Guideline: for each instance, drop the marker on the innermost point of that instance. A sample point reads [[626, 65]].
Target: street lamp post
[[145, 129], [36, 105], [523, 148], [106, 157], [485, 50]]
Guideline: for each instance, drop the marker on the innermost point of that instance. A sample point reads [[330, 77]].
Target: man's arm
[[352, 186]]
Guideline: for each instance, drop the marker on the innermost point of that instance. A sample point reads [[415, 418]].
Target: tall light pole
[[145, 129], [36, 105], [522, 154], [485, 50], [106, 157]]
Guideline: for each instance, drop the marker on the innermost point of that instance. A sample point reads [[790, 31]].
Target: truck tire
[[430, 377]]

* * *

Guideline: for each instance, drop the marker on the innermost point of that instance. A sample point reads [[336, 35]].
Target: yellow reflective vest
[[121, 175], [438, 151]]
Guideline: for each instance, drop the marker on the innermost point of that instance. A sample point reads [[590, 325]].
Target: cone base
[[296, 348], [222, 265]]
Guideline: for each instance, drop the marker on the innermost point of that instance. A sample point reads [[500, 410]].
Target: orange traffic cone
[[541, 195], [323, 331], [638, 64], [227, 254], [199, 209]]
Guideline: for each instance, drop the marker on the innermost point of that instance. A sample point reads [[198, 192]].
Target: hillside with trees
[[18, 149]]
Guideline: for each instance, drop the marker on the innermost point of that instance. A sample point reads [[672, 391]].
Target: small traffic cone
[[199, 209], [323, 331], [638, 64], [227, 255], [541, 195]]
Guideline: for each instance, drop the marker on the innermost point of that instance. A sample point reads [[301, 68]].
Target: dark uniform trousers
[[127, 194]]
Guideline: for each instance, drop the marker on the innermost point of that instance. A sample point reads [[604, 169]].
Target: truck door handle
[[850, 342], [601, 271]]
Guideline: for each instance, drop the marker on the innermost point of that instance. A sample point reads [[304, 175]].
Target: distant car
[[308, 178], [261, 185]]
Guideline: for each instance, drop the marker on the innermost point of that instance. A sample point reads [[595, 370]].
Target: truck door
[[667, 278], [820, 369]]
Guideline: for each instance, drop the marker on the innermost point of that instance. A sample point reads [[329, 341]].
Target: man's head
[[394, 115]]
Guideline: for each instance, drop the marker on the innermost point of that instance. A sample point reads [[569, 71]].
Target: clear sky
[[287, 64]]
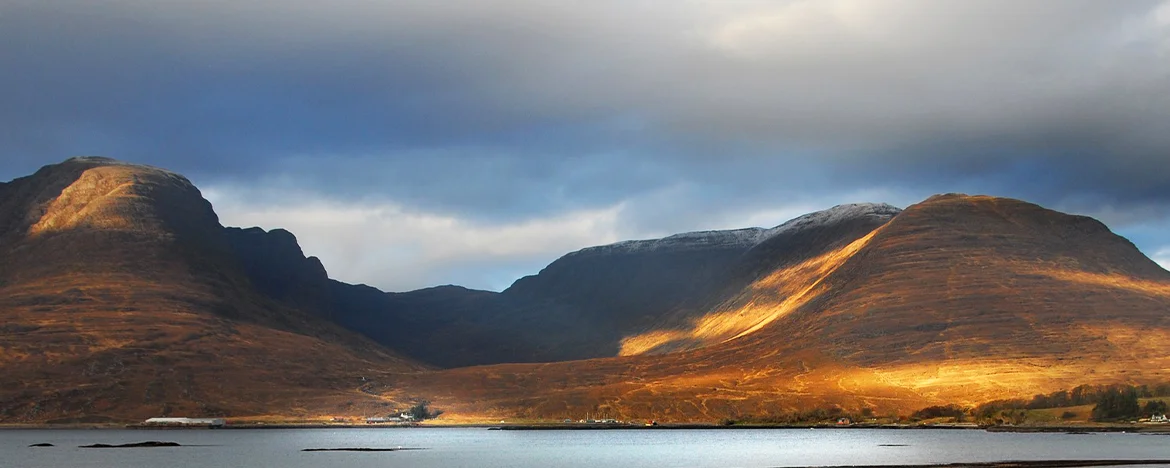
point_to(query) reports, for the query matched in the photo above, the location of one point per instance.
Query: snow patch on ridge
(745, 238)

* [Your assignment] Could you restate word for word the lines above from the one containing "reads [[672, 391]]." through the one containing "reads [[301, 68]].", both included, and nothing else?

* [Solution to this task]
Guideline: for each instance, drop the marker on the innermost point of that instance. A sample point reads [[672, 391]].
Target: small traffic cone
[[199, 209], [323, 331], [638, 64], [227, 255], [541, 195]]
Guideline: for each instance, drop the marker on the innermost point of that instance. A sample point reads [[301, 68]].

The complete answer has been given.